Emotion AI: CX's Next Frontier?
Sentiment-driven CX has been tagged as one of the top CX trends in 2024. (If you’re not familiar with sentiment analysis, it’s basically using AI to identify trends in consumers’ feelings, often via text data. The Around the Web article on Using Sentiment Analysis for Insight-Driven CX will give you a thorough background on the subject.)
Understanding what people think and feel about your business / product / service / experience is essential to meeting their needs. With the shakeup around generative AI in 2023, many CXers are wondering what impact Emotion AI (aka affective computing) will have in 2024 and beyond.
What is Emotion AI?
AI is a broad term that entails training machines to reason and carry out tasks in a similar way to humans. Emotion AI is a subdiscipline of AI that deals with training machines to recognize, respond to, and even replicate human emotions. The ability to respond to and simulate emotion is what sets emotion AI apart from sentiment analysis, which is mostly concerned with identifying and classifying emotions.

ACTION ITEM A >>
Decide whether each statement agrees with the text on Emotion AI, answering yes or no and quoting the deciding words: (i) Emotion AI is also known as affective computing; (ii) sentiment analysis is mostly concerned with replicating human emotions; (iii) sentiment-driven CX was tagged as one of the top CX trends in 2023.
ACTION ITEM B >>
Reproduce the passage of the text on Emotion AI between "Understanding what people" and "and classifying emotions.", inclusive.

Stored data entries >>
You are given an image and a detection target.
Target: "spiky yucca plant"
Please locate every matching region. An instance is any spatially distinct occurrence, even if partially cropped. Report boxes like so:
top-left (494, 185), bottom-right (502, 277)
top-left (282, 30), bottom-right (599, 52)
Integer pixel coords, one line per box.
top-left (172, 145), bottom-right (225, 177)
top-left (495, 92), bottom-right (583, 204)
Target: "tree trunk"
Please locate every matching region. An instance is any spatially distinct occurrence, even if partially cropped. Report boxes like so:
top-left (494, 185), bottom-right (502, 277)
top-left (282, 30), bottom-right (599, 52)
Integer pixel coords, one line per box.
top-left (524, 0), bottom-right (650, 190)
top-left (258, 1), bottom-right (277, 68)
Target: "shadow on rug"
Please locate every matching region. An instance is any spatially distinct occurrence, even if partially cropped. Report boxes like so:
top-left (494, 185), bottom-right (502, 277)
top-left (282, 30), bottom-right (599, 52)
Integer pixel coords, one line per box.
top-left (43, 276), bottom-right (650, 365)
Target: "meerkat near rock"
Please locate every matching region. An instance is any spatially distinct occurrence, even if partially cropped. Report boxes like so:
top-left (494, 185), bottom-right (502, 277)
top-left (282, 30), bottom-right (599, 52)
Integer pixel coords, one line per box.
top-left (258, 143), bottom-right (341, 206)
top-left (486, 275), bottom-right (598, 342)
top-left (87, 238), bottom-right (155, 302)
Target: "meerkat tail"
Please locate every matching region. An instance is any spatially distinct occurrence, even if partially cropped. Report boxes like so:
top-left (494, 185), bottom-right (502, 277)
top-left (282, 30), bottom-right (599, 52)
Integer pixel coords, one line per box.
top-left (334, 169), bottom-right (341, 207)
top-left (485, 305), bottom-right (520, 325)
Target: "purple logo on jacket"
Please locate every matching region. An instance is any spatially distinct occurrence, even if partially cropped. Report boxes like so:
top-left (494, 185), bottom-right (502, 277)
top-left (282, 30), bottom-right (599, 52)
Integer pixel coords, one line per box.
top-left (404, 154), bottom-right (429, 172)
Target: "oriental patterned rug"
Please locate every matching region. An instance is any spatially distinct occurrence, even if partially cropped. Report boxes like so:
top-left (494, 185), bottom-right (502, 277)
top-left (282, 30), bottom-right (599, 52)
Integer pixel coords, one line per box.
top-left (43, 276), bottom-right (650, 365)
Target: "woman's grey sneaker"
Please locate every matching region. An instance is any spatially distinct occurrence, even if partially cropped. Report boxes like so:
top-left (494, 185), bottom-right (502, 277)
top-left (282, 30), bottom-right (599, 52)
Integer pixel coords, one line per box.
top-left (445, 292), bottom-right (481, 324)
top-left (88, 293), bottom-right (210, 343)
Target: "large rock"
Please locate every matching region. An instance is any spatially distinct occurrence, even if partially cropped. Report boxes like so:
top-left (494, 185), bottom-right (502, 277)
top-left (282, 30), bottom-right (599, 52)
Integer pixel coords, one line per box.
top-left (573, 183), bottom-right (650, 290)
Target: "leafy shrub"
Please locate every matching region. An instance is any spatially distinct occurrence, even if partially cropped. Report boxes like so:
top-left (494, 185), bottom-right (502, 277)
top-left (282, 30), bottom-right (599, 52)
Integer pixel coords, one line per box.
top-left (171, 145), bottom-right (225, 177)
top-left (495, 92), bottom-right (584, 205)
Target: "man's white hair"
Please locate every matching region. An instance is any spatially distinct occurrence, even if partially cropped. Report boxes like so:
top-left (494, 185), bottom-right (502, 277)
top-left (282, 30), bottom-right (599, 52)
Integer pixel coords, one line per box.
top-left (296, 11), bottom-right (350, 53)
...
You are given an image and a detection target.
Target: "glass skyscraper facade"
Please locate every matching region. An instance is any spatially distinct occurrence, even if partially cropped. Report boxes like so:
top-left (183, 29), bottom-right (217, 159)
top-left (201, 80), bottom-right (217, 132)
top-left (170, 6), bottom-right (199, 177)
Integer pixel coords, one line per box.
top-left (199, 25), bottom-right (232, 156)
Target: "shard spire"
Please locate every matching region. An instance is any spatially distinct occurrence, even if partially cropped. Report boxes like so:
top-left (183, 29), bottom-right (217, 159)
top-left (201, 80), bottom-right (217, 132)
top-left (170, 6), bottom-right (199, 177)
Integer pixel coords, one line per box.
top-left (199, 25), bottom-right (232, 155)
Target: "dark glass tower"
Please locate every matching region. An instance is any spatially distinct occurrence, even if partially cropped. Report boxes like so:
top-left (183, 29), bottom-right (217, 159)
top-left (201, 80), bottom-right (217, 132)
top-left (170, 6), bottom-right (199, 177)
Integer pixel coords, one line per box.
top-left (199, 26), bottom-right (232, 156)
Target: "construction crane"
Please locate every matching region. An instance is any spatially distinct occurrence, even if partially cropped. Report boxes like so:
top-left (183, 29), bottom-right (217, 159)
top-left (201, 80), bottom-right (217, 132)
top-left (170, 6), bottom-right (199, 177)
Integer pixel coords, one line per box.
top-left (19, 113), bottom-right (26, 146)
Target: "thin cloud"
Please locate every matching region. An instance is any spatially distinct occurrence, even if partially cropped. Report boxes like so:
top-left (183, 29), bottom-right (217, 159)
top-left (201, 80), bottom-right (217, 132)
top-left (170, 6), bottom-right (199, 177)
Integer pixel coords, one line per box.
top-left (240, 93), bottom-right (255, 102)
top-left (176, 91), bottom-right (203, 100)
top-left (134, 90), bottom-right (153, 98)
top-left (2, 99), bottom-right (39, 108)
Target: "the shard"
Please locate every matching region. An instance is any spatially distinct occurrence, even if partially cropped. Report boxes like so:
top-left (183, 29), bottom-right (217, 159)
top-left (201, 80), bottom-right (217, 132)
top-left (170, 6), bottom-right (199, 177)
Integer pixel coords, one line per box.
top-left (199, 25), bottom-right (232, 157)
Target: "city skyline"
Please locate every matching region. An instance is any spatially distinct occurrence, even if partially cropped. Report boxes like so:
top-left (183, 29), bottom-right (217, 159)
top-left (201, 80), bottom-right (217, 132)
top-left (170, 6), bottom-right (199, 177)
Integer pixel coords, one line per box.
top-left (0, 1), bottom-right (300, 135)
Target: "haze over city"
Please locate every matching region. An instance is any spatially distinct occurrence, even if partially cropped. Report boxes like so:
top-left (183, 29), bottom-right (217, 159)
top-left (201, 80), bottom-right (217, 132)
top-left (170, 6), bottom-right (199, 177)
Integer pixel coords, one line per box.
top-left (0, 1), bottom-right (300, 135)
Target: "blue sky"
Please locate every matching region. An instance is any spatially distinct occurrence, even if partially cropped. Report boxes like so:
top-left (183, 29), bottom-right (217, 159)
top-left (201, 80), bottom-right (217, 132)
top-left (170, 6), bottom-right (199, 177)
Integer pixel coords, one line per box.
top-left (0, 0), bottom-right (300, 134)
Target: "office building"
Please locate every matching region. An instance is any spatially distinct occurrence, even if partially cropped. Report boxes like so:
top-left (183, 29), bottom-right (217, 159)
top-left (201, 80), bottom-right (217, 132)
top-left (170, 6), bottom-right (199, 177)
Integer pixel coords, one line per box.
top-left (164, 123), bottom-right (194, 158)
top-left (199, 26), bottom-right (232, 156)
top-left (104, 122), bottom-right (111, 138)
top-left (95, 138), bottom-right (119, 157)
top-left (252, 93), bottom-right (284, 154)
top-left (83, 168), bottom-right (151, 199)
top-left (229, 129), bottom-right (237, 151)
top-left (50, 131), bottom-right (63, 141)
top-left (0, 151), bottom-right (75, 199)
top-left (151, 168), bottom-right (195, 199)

EXERCISE RESPONSE A >>
(i) Yes: "Emotion AI (aka affective computing)"
(ii) No: "which is mostly concerned with identifying and classifying emotions"
(iii) No: "tagged as one of the top CX trends in 2024"

EXERCISE RESPONSE B >>
Understanding what people think and feel about your business / product / service / experience is essential to meeting their needs. With the shakeup around generative AI in 2023, many CXers are wondering what impact Emotion AI (aka affective computing) will have in 2024 and beyond.
What is Emotion AI?
AI is a broad term that entails training machines to reason and carry out tasks in a similar way to humans. Emotion AI is a subdiscipline of AI that deals with training machines to recognize, respond to, and even replicate human emotions. The ability to respond to and simulate emotion is what sets emotion AI apart from sentiment analysis, which is mostly concerned with identifying and classifying emotions.